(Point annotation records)

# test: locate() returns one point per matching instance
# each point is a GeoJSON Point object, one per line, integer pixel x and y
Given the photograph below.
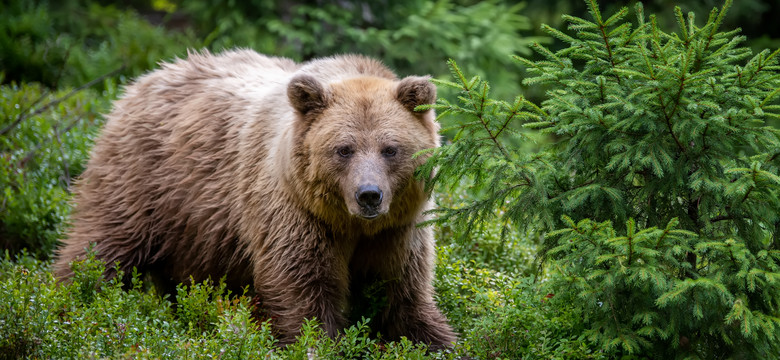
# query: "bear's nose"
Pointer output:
{"type": "Point", "coordinates": [369, 196]}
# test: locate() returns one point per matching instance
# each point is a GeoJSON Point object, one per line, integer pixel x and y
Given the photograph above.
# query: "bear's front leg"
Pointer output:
{"type": "Point", "coordinates": [302, 280]}
{"type": "Point", "coordinates": [411, 310]}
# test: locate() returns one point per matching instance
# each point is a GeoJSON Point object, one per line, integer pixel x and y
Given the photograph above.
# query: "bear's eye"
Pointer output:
{"type": "Point", "coordinates": [389, 151]}
{"type": "Point", "coordinates": [344, 151]}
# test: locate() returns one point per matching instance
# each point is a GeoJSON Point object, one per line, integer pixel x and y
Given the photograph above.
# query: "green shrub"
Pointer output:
{"type": "Point", "coordinates": [69, 43]}
{"type": "Point", "coordinates": [92, 317]}
{"type": "Point", "coordinates": [44, 141]}
{"type": "Point", "coordinates": [658, 172]}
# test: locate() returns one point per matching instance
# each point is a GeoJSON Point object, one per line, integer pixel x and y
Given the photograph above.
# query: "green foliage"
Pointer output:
{"type": "Point", "coordinates": [657, 174]}
{"type": "Point", "coordinates": [506, 315]}
{"type": "Point", "coordinates": [68, 43]}
{"type": "Point", "coordinates": [92, 317]}
{"type": "Point", "coordinates": [44, 141]}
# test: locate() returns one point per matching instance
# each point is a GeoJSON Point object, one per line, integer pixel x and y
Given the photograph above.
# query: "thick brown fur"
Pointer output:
{"type": "Point", "coordinates": [253, 168]}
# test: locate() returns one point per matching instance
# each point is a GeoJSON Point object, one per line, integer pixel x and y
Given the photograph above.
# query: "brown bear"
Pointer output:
{"type": "Point", "coordinates": [296, 179]}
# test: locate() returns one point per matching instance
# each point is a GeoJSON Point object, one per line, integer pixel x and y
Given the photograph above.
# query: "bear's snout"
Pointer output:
{"type": "Point", "coordinates": [369, 197]}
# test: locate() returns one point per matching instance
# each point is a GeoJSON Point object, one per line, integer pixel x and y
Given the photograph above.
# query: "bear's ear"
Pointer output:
{"type": "Point", "coordinates": [306, 94]}
{"type": "Point", "coordinates": [413, 91]}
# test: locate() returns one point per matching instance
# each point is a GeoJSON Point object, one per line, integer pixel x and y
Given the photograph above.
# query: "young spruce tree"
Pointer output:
{"type": "Point", "coordinates": [656, 187]}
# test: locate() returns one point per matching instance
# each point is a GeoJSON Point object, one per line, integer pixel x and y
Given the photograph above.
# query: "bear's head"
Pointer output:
{"type": "Point", "coordinates": [355, 140]}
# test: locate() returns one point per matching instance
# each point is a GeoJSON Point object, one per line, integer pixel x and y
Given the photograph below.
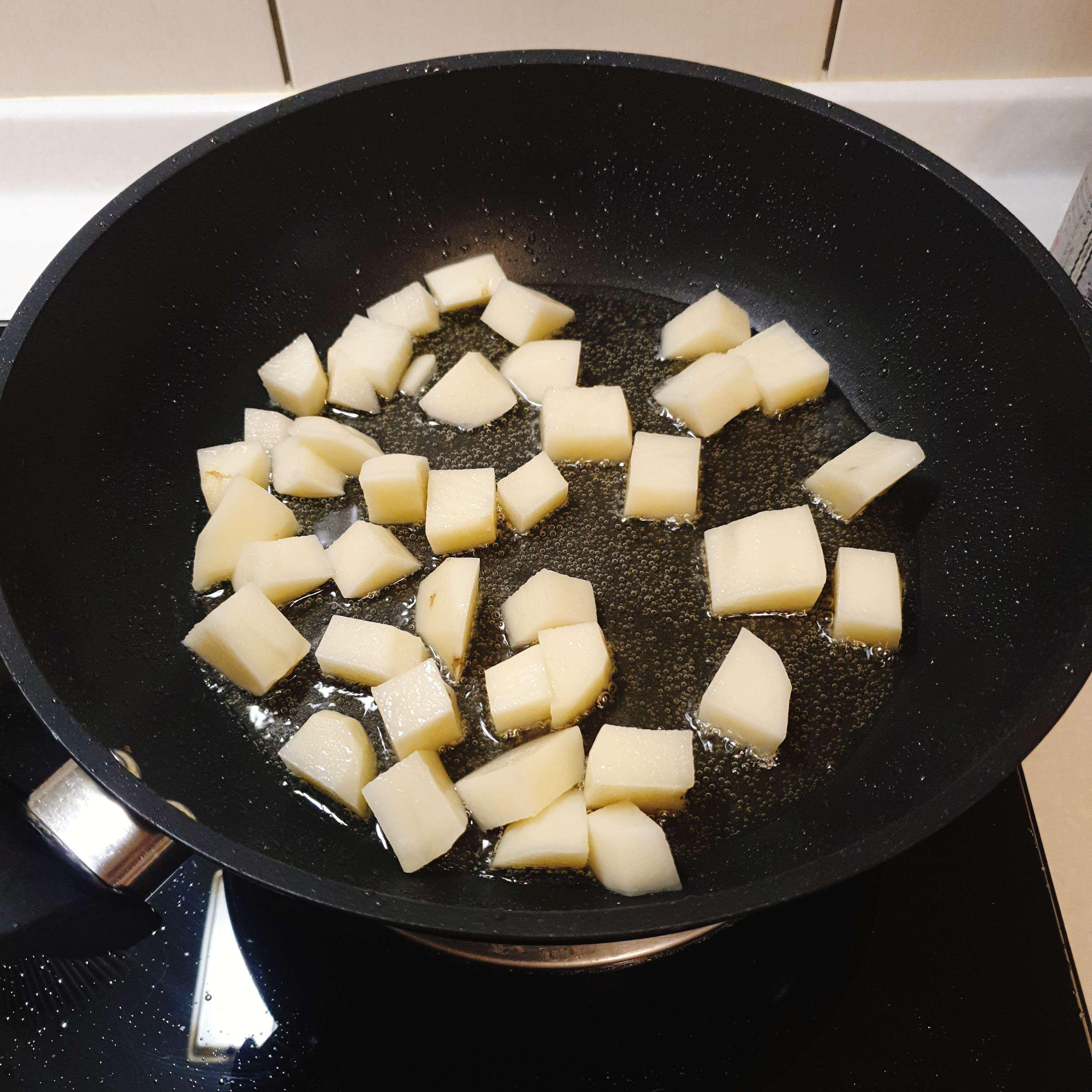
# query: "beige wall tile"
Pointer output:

### [Task]
Tally the lines in the material above that contain the string "bear", treating uppercase and lowercase as different. Give only the number.

### [Worked answer]
7